What needs to be done: Lay out the records below, from the line with "Mark a point on each instance of the wrinkled" to the line with "(1163, 316)", as a two-column CSV with the columns label_text and coordinates. Give one row per record, put its text and its answer each in one quoted field with line breaks replaced by spaces, and leave the pictures out.

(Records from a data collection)
◇ ◇ ◇ ◇ ◇

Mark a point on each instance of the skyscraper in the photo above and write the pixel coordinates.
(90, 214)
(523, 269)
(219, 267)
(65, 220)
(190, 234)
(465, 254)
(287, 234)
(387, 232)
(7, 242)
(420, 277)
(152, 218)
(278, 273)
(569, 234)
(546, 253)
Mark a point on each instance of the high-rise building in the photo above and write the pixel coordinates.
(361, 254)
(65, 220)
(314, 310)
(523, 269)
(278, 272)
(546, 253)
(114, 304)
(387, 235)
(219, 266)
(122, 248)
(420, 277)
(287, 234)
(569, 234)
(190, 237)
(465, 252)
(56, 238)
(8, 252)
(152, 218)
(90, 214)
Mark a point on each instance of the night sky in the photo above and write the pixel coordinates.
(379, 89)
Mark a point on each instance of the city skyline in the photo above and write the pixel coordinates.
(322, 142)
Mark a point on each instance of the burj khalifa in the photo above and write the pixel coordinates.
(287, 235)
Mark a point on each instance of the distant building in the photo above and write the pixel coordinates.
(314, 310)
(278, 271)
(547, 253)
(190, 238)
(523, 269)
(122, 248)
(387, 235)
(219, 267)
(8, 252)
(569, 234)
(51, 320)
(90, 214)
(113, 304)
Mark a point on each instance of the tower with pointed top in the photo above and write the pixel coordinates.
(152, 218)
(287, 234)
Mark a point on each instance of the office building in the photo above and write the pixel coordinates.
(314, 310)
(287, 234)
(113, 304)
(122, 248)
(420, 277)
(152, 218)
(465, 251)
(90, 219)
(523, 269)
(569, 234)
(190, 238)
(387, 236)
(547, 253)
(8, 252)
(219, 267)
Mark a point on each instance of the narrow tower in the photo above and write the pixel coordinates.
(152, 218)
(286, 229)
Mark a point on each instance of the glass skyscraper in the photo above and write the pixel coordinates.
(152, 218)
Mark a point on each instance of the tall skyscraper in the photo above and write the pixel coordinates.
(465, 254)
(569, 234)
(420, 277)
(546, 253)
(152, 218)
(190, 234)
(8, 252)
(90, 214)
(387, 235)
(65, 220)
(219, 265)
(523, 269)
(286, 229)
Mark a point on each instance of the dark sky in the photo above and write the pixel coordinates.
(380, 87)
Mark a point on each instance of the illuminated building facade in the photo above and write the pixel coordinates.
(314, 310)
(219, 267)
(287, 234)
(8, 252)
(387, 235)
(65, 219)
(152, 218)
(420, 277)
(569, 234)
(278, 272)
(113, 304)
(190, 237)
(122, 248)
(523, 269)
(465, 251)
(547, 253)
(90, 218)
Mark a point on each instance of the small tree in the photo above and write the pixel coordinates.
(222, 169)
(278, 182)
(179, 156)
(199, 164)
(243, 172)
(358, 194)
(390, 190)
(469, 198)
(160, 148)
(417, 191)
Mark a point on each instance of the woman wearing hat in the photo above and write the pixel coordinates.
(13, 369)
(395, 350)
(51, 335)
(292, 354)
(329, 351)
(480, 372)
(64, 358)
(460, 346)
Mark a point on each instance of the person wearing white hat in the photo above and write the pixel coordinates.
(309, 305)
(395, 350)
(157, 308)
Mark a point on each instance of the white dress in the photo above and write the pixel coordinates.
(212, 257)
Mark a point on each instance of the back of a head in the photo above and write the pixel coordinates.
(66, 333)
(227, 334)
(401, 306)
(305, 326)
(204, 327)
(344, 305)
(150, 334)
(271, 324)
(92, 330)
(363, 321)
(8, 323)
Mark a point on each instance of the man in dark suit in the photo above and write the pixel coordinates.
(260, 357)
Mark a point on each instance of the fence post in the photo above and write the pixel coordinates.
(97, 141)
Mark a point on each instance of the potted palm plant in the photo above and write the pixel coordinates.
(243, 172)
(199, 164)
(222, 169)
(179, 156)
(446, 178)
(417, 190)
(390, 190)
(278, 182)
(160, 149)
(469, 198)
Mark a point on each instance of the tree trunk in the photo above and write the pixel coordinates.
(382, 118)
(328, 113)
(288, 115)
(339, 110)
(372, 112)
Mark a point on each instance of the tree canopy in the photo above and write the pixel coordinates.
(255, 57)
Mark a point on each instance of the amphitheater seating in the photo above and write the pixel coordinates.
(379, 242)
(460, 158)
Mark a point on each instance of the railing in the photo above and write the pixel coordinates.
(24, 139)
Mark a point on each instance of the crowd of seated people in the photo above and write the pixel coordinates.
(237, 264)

◇ ◇ ◇ ◇ ◇

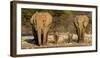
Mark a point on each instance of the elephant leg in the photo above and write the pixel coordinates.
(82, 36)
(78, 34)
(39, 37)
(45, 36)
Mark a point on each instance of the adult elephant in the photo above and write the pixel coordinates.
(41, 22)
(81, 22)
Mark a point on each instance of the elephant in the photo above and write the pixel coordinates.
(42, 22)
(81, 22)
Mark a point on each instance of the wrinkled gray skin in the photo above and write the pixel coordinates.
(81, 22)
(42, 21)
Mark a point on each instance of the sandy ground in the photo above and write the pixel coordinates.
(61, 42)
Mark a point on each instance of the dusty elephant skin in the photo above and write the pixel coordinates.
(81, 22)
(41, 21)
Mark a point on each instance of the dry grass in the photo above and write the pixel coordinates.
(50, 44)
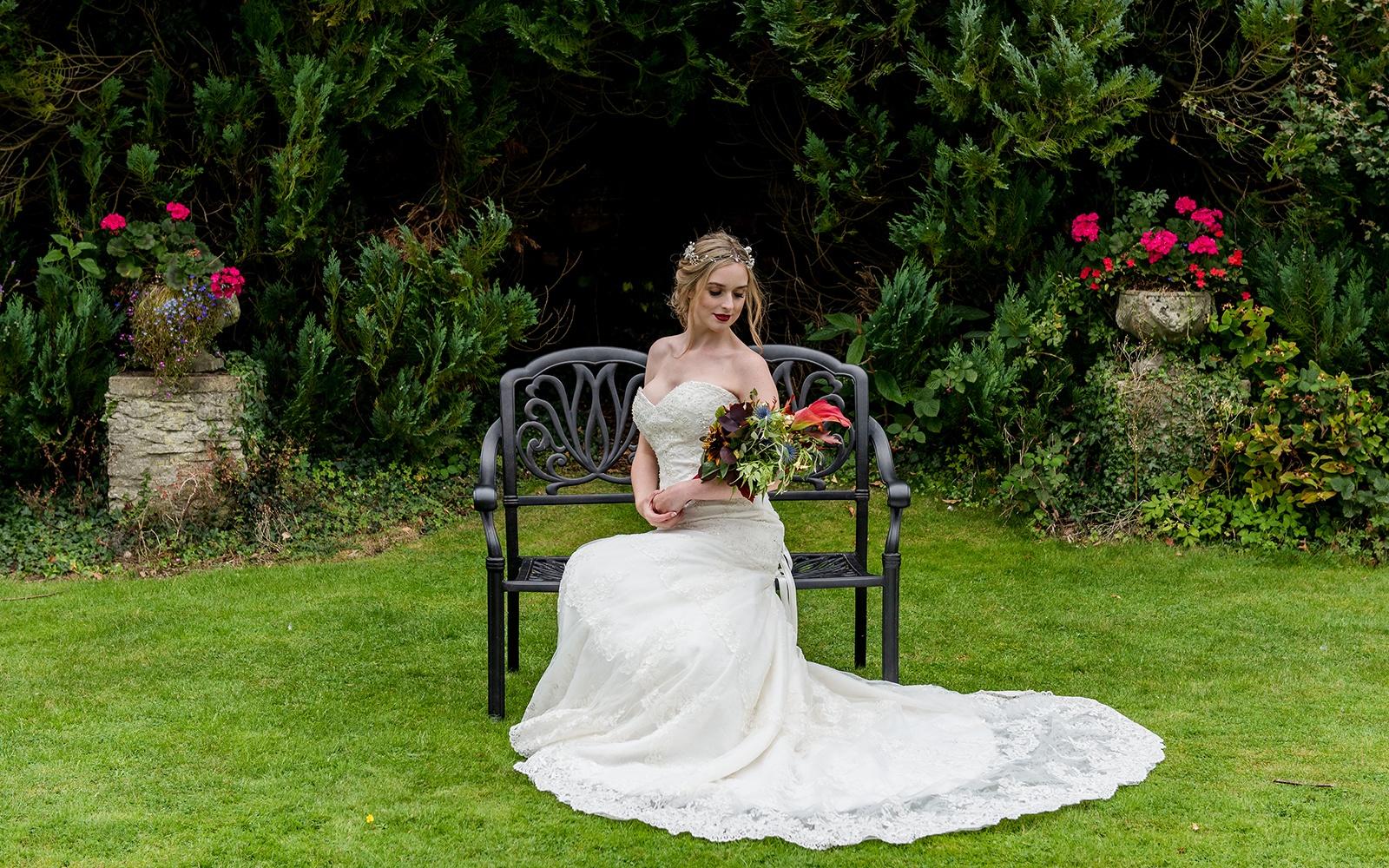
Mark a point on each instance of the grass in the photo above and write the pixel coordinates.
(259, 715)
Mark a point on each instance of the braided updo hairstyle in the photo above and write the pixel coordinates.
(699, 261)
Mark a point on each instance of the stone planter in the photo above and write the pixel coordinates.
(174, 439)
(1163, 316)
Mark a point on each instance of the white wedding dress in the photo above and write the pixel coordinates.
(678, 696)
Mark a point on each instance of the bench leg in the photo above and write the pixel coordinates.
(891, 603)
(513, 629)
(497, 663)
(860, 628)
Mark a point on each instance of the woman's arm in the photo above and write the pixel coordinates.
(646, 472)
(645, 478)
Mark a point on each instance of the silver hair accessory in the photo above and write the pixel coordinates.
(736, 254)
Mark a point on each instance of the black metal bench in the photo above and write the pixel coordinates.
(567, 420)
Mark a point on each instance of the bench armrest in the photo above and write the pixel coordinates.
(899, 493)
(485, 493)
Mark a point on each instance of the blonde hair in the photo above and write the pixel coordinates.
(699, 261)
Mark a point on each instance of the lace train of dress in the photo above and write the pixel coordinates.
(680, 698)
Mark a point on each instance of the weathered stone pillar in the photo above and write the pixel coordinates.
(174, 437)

◇ ◇ ◇ ◇ ◇

Exercise answer:
label_text,coordinates
"Mark a point on each instance of the wrinkled gray skin in the photo above and write the pixel coordinates.","(81, 22) (42, 21)"
"Mark a point on each instance of the sandy ground in the photo above and write the pixel coordinates.","(61, 42)"
"Mark a point on each instance of the dusty elephant skin in the photo above and write the pixel coordinates.","(81, 22) (41, 21)"
"Mark a point on each instance of the dry grass in the photo above and write the pixel coordinates.","(50, 44)"
"Mark a point on each instance of the grass in the photo above and write the pixel coordinates.","(259, 715)"
"Mark a point on each instance of the braided updo hairstyle in the photo above and write the pixel coordinates.","(699, 261)"
"Mark a point on each instance of the stone planter in the photo above and write the pixel coordinates.","(174, 439) (1163, 316)"